GIVEN TASK: In full and without deviation, write out the entries that follow.

GIVEN RECORDS:
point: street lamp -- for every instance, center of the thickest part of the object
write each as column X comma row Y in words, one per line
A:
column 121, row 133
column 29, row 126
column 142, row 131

EXERCISE OUTPUT:
point: street lamp -- for every instance, center of the thickest part of the object
write each as column X comma row Y in words, one per line
A:
column 121, row 133
column 29, row 126
column 142, row 131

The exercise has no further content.